Data in this exercise:
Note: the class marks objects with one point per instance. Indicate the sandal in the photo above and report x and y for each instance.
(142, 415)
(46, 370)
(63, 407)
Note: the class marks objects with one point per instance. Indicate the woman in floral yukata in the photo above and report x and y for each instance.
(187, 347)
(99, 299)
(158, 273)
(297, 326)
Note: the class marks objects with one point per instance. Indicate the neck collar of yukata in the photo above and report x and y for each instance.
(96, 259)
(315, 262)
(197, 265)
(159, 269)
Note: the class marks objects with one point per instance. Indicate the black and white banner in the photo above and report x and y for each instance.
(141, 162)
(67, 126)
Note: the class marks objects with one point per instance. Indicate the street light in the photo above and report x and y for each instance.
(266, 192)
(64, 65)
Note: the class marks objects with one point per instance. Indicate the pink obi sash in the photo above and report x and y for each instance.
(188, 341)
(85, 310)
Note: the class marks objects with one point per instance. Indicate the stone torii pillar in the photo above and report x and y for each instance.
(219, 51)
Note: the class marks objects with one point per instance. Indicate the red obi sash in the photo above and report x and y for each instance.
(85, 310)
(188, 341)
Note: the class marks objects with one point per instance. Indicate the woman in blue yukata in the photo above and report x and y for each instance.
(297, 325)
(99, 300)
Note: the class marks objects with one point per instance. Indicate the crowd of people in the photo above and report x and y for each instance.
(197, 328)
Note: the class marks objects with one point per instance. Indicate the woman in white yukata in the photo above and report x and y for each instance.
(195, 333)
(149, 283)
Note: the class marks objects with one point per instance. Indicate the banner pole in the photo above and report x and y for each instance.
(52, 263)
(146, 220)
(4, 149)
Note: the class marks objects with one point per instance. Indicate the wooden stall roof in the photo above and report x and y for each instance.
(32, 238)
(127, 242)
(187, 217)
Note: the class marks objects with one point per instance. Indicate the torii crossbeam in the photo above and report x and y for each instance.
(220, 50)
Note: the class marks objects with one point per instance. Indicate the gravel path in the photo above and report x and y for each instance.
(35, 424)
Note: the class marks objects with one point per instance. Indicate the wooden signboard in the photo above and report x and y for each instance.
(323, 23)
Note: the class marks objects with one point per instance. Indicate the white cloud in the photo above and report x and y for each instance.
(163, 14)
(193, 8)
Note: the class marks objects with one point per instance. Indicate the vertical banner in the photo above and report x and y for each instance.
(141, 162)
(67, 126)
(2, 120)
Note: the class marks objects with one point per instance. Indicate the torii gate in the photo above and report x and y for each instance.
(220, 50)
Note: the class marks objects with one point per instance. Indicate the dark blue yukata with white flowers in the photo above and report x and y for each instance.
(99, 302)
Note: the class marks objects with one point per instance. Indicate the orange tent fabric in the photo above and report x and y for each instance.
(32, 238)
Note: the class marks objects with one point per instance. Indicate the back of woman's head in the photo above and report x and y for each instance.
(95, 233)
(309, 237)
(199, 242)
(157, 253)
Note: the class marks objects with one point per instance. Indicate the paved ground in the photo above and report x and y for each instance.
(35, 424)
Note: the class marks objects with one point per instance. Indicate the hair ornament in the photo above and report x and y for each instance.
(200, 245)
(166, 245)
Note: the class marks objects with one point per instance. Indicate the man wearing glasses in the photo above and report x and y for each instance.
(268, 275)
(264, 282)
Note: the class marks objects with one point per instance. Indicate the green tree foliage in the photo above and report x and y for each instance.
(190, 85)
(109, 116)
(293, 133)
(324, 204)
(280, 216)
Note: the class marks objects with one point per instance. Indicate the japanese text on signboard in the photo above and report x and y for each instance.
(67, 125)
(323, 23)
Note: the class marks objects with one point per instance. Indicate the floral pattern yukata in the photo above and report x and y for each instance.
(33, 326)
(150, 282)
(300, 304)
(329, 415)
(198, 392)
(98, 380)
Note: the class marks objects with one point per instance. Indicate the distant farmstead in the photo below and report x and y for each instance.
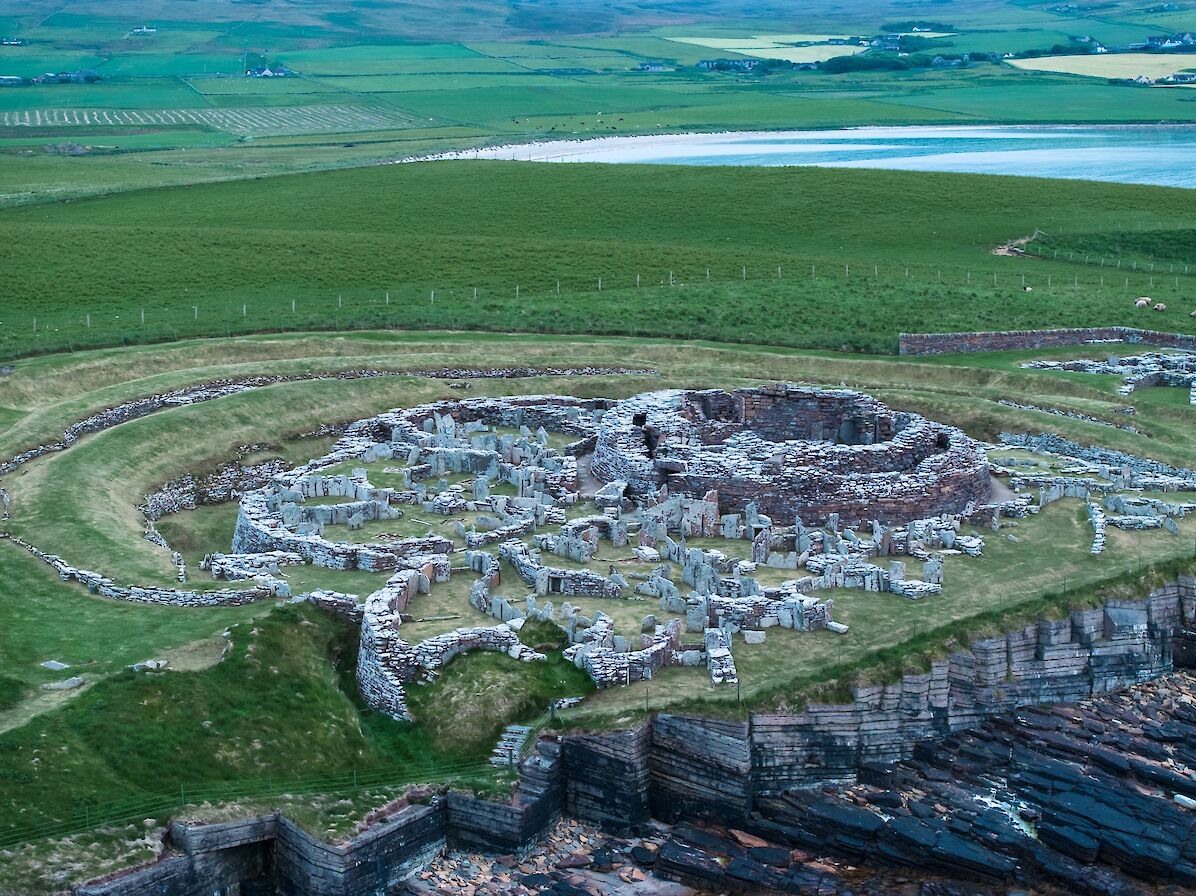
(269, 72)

--

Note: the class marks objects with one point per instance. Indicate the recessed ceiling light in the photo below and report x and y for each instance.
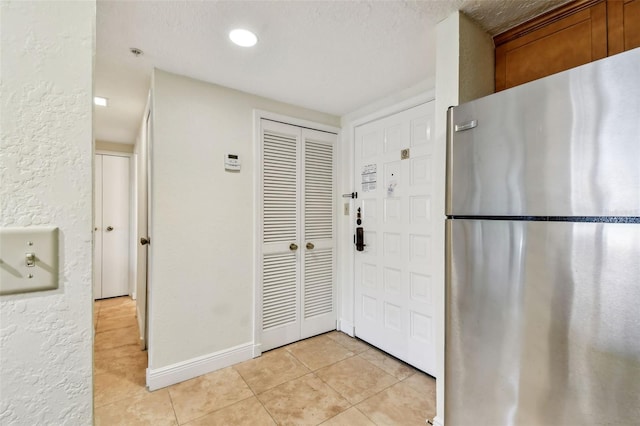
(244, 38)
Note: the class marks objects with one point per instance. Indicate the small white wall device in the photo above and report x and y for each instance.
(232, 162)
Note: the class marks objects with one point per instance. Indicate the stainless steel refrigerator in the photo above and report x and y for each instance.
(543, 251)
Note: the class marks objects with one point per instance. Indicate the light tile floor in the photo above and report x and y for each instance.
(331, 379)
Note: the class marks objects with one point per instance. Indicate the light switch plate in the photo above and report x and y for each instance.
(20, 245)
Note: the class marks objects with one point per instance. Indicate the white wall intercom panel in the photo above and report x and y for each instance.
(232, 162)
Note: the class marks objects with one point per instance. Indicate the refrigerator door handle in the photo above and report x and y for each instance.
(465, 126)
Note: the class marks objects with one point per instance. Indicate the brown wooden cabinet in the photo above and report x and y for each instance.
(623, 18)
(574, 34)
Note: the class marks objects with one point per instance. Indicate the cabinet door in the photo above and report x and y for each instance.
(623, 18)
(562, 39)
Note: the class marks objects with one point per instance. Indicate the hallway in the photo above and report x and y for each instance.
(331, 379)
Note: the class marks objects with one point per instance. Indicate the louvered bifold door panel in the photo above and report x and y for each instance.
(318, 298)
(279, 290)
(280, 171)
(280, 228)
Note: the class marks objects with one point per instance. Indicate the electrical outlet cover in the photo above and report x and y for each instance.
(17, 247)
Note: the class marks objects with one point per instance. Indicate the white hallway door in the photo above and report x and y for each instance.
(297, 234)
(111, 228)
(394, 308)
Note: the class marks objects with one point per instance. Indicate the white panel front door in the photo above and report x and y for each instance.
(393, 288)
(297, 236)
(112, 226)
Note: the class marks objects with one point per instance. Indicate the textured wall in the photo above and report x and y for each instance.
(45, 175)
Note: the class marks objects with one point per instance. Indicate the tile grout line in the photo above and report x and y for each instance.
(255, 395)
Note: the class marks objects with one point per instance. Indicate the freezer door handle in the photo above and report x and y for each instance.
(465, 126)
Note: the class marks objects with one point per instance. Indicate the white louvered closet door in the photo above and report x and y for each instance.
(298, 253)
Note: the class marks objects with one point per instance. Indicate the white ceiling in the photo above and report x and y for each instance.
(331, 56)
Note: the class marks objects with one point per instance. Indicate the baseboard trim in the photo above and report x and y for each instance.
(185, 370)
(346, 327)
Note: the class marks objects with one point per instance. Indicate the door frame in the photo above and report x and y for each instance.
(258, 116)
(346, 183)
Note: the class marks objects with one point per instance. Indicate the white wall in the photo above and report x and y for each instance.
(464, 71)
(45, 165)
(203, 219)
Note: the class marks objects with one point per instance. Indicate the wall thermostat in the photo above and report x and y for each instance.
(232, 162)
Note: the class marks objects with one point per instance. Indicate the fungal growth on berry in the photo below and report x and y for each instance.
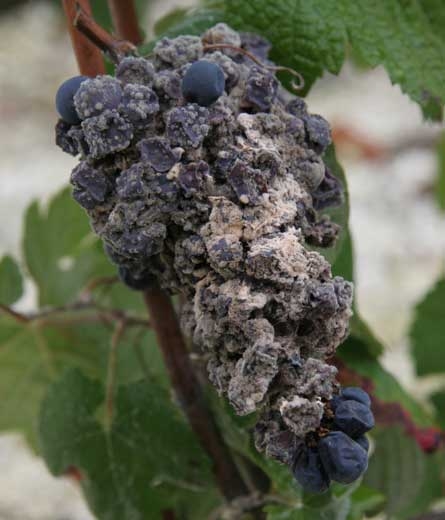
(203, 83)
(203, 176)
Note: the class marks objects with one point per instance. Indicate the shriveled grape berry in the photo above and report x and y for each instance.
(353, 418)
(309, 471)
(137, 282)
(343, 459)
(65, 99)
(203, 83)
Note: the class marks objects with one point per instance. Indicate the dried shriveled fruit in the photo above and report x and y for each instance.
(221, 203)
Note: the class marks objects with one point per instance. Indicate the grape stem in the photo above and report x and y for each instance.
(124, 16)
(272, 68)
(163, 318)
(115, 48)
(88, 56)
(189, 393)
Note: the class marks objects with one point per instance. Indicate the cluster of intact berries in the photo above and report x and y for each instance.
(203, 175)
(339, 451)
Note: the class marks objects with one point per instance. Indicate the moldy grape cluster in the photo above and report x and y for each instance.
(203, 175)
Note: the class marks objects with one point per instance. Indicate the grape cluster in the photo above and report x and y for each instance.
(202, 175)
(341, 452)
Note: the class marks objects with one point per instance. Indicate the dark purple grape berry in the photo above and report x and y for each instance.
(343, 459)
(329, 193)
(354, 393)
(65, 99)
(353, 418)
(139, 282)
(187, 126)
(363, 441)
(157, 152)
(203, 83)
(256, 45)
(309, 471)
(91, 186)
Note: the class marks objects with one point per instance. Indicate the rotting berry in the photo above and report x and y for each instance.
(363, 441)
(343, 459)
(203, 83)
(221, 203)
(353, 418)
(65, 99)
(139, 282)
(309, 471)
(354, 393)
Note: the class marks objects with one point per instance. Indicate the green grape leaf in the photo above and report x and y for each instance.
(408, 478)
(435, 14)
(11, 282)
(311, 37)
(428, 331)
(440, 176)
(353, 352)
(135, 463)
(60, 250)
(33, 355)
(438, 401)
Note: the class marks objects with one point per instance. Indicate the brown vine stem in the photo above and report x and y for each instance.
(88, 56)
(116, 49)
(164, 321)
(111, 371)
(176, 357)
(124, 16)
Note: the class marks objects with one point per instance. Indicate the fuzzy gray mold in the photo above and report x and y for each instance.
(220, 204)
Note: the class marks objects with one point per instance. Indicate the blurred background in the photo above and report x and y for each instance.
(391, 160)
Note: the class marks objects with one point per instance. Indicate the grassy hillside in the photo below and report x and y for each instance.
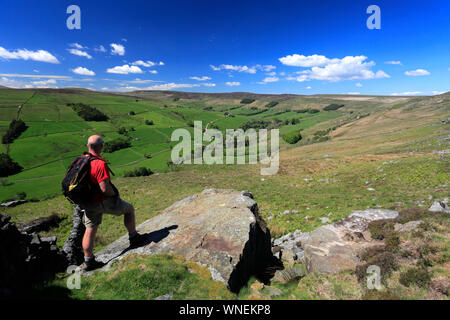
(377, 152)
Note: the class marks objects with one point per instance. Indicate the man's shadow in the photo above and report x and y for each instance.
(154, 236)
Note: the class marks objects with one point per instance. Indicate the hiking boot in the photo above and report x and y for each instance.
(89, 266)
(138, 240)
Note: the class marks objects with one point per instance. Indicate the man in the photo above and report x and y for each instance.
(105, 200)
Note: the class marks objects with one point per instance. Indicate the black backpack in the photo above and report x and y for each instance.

Task goal:
Which lines of the material contain the word "torii"? Find and copy each one, treating case as significant.

Full output:
Note: the class marks objects with one point per instance. Indicate the stone torii pillar in the photo above and report x and y for each instance.
Note: the class marks objects with one point per instance. Indicate the torii crossbeam in the photo above and report x and y for each instance.
Note: the class marks objects with one point per instance. Indicate the torii gate in the photo above and report x and y for each instance.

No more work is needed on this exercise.